* **ПИСЬМЕННЫЕ ЗАДАНИЯ**
(1) Перескажите короче абзац фрагмента об Андерсене в Оденсе, начинающийся словами «Во время церемонии вручения». Главные факты сохраните.
(2) Подхватите фрагмент об Андерсене в Оденсе и напишите ему продолжение, начиная сразу после последнего предложения.

* **ФРАГМЕНТ ДОКУМЕНТА**

Когда он приехал туда, на железнодорожном вокзале его встречал епископ, у которого он гостил во время своего пребывания. В знаменательный день собрался весь город. Детей отпустили из школ, люди толпились на улицах, чтобы хоть издали увидеть великого писателя; всюду развевались флаги. Андерсен просто заболел от напряжения. Когда утром он в сопровождении бургомистра и начальника полиции пришел в ратушу для вручения диплома, то был настолько ошеломлен потоками людей, приветственными выкриками, музыкой и всей праздничной суетой, что сказал своим спутникам: «Сколько мужества должно быть у человека, идущего на казнь! Мне кажется, я понимаю его ощущения».
Во время церемонии вручения он был так взволнован, что еле стоял на ногах, и не лучше чувствовал себя в четыре часа на торжественном обеде в ратуше. Было произнесено много речей, на которые ему пришлось отвечать, его попросили прочесть несколько сказок, а потом подвели к открытому окну, чтобы полюбоваться огромным факельным шествием в его честь. Теперь он наяву пережил то, что в детстве нагадала ему старуха: в Оденсе будет иллюминация в его честь. Этот эпизод Андерсен никогда не забывал упомянуть в своих автобиографиях, последний раз в «Сказке моей жизни», которую, конечно, читали в Оденсе, и не было ничего естественнее, чтобы жители его родного города помогли предсказанию сбыться.
Это была большая честь, но удовольствие доставила весьма сомнительное. По натуре нервный, поэт с трудом переносил душевные потрясения, а вдобавок ко всему он простудился, его мучила подагра, а по дороге из Копенгагена началась зубная боль, преследовавшая его многие годы, и по мере того, как в зале ратуши становилось жарче, она все усиливалась и стала просто невыносимой, когда он подошел к открытому окну смотреть на факельное шествие в морозном декабрьском воздухе. Он с удовольствием наслаждался бы «блаженством этих минут» (как он впоследствии писал), но не мог — он видел по тексту песни, «как много куплетов еще осталось спеть, прежде чем я буду избавлен от этой пытки, на которую из-за моих зубов обрекал меня холодный воздух». Он как следует прочувствовал, что он «всего лишь несчастный смертный, скованный земной немощностью».

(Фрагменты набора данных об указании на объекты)
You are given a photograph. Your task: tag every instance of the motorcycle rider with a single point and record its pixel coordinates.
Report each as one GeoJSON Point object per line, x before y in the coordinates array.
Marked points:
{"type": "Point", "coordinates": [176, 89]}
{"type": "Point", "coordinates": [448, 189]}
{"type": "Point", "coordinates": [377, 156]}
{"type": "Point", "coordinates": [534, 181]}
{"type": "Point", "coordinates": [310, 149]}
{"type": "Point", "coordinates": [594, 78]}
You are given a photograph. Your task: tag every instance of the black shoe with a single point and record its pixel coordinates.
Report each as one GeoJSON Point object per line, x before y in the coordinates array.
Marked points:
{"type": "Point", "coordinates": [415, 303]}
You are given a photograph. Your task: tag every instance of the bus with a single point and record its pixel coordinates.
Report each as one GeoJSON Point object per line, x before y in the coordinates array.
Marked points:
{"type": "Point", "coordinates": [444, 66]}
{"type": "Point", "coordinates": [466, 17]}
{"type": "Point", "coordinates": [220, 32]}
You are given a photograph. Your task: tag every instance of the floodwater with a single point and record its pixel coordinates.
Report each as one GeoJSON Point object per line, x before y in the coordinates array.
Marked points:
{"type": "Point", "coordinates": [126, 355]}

* **ОТВЕТЫ**
(1) На церемонии вручения диплома Андерсен был так взволнован, что едва стоял на ногах. Не лучше он чувствовал себя и в четыре часа на торжественном обеде в ратуше. Там ему пришлось отвечать на многочисленные речи и читать сказки, а затем его подвели к открытому окну посмотреть на огромное факельное шествие в его честь. Так сбылось то, что в детстве нагадала ему старуха: в Оденсе будет иллюминация в его честь. Этот эпизод Андерсен всегда упоминал в автобиографиях, в последний раз в «Сказке моей жизни». Эту книгу читали в Оденсе, и жители естественным образом помогли предсказанию сбыться.

(2)
* * *
Больших, эпохальных событий в последние двадцать пять лет его жизни не произошло. Неудачная война 1864 года произвела на него ужасное впечатление, но он не имел возможности проявить такую же активность, как в 1848–1850 годах, и важнейшим последствием войны лично для него стало то, что во время путешествий он уже не навещал своих немецких друзей. «Я не могу и не хочу быть среди немцев», — писал он.
Однако с течением времени в его личной жизни наметились другие, более важные изменения. Он все больше и больше страдал от одиночества. Хотя неисправимо богемный писатель стремился к полной свободе передвижений, все же он не мог избежать сознания того, что не имеет своего очага. С тех пор как он молодым человеком был принят в семью Коллинов, дом старого Йонаса Коллина был постоянным центром его существования, и он всегда рассматривал его как «Самый Главный Дом». Смерть фру Коллин в 1854 году ничего не изменила; но, когда в 1861 году глубоким стариком оставил этот мир Йонас Коллин, положение стало иным. Никто из поколения молодых Коллинов не мог обеспечить Андерсену того чувства уверенности, которое всегда было у него в семейном кругу «Отца». К счастью, как раз в это время у него появилось двое новых друзей, которые открыли перед ним свои дома и заботились о нем в последующие годы, когда силы начали изменять ему и он все более мучительно переживал отсутствие настоящей семьи.
Эти друзья были Мартин Хенрик и его зять Мориц Мельхиор, оба из среды еврейской купеческой аристократии Копенгагена. В их домах царила теплая и сердечная семейная обстановка, а широкие духовные интересы делали эти дома местом встреч и художников, и ученых; совершенно естественно, что Андерсен был принят в этот круг. Он необычайно хорошо чувствовал себя у этих нечванливых и душевных людей и скоро стал постоянным гостем в обоих домах. Особую роль сыграл для него дом Мельхиоров, прежде всего благодаря хозяйке дома, Доротее Мельхиор, урожденной Хенрик (она была сестрой Мартина Хенрика).
Она восхищалась Андерсеном и глубоко уважала его, но в то же время понимала, как трудно было для него существование: как писатель он был знаменитостью, а как человек — одиноким старым холостяком. Она понимала, что он не был и не мог быть таким, как другие, — этого, несмотря на свои достойные уважения дружеские качества, никогда не понимали трезвые Коллины. Она принимала его таким, как он есть, со всеми причудами, тяжелой обидчивостью, нелепой чувствительностью, странным сочетанием самопоглощенности и любви к ближнему. Она не боялась ему перечить, если считала, что его нелепости заходят чересчур далеко, но делала это всегда тактично и с юмором, и он чувствовал, что ее порицание — это дружеская услуга, а не критика.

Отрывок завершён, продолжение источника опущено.